_Exercise tasks_
[1] Using the post on slides and prints below, decide whether each statement agrees with it, answering yes or no and quoting the words of the post that settle it: (a) latitude or dynamic range can be created in Photoshop; (b) the percentages in the slide example were made to total 90% on purpose; (c) print media is described as having narrow latitude.
[2] Go on with the post on slides and prints below, starting after its final sentence.

Rob,
Both, slides and prints have their advantages. Lattitude is only one half of
the equation. Dynamical range is the second half. No, you cannot "create"
either one in Photoshop. No matter what you do there, you will only lose
data.

Consider an absurd example: you have only 2 bits for 1 (greyscale) color.
Your color values are 0, 1, 2, 3
A given image on "slide" media (narrow lattitude, high contrast) may have
distribution curve like

5%      40%   40%     5%
 0            1        2       3
(kinda like reduced bell-curve ). Probably, some shadows and some highlights
will be lost (e.g. 0 is really black black, no detail there) -- I made the
numbers add up to 90% intentionally :)

A given image on "print" media (high lattitude) will squeeze all the pixels
into middle greys:
0%        50%   50%   0%
 0            1        2       3
See what's wrong here? You have no "shadows" lost except for the fact that
you don't have 4 colors anymore!

_Provided records_

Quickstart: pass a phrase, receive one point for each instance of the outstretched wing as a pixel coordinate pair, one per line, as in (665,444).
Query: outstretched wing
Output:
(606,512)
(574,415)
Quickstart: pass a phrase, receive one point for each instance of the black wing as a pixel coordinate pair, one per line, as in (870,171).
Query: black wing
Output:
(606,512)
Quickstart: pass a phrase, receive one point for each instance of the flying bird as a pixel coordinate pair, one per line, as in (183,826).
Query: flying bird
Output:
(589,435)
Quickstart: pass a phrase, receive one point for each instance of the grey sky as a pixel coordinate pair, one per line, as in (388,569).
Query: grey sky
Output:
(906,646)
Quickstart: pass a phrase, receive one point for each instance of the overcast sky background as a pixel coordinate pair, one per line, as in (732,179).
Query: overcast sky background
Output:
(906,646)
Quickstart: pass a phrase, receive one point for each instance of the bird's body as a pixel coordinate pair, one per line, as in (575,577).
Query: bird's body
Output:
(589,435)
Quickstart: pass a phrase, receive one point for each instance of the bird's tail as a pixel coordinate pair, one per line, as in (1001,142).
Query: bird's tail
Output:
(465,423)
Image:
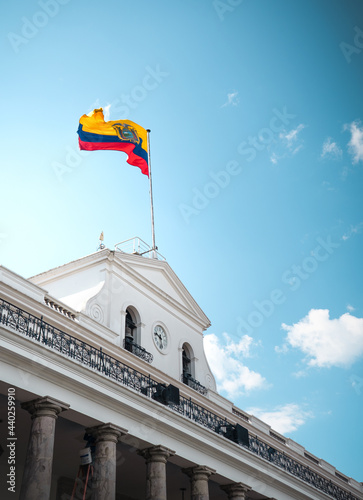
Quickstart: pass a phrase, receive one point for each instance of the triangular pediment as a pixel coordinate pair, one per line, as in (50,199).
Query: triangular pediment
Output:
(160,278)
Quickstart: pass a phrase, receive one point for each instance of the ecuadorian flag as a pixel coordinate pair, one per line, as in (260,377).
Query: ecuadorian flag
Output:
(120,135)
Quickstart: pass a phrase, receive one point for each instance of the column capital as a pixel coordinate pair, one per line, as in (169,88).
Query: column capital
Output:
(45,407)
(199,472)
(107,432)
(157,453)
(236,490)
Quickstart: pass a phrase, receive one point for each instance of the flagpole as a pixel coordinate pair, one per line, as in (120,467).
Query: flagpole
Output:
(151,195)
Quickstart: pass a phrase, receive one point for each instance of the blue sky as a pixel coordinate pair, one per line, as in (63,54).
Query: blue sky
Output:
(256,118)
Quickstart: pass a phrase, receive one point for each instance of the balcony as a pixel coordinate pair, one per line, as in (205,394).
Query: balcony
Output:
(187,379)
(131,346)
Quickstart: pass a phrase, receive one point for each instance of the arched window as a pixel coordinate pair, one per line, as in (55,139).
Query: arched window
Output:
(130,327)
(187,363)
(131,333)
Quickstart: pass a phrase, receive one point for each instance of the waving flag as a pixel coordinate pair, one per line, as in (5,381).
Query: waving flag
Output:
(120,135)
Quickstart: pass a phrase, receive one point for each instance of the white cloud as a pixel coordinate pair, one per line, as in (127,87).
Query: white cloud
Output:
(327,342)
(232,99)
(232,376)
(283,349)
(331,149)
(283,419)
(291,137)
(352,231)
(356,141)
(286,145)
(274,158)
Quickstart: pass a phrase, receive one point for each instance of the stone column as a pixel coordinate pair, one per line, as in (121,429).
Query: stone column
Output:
...
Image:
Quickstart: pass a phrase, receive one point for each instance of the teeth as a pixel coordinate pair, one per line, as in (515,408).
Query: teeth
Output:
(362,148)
--
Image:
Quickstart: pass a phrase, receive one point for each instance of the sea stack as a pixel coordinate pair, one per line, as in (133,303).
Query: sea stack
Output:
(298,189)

_Outputs by task_
[1]
(a) No: "No, you cannot "create" either one in Photoshop."
(b) Yes: "I made the numbers add up to 90% intentionally"
(c) No: "A given image on "print" media (high lattitude)"

[2]
You trade lattitude for contrast and vice versa. Unless there is a film
whose lattitude and dynamic range match those of a scanner perfectly,
there's no "better" or "worse" between slide and print films. Just a matter
of preference. E.g. on overcast day, when the lattitude is largely
irrelevant, I think slides will be superior, in terms of amount information
they carry from the original scene to the computer file. For a very high
contrast scene, print film wins.

Best,
Mishka.

----- Original Message -----
From: "Rob Studdert" <[EMAIL PROTECTED]>
To: <[EMAIL PROTECTED]>
Sent: Thursday, August 29, 2002 6:56 PM
Subject: Re: Sanning negs vs positive tranparinces


> On 29 Aug 2002 at 15:05, Herb Chong wrote:
>
> > negatives have less brightness range than slides. you will still get
best
> > results from scanning slides if you have a good enough scanner.
>
> Why do you believe this? Scanning negs gives a far superior contrast
range, you
> can never get beyond a little over 4 stops from a slide. I think that you
will
> find of many top end professionals in landscape (not 35mm format) who are
more
> clever than to believe that Velvia is the only true film have switched to
> quality negative films for using in their film to digital work-flow. These
> people don't have to pacify idiot editors who reject any image that they
cant
> view on a light-box.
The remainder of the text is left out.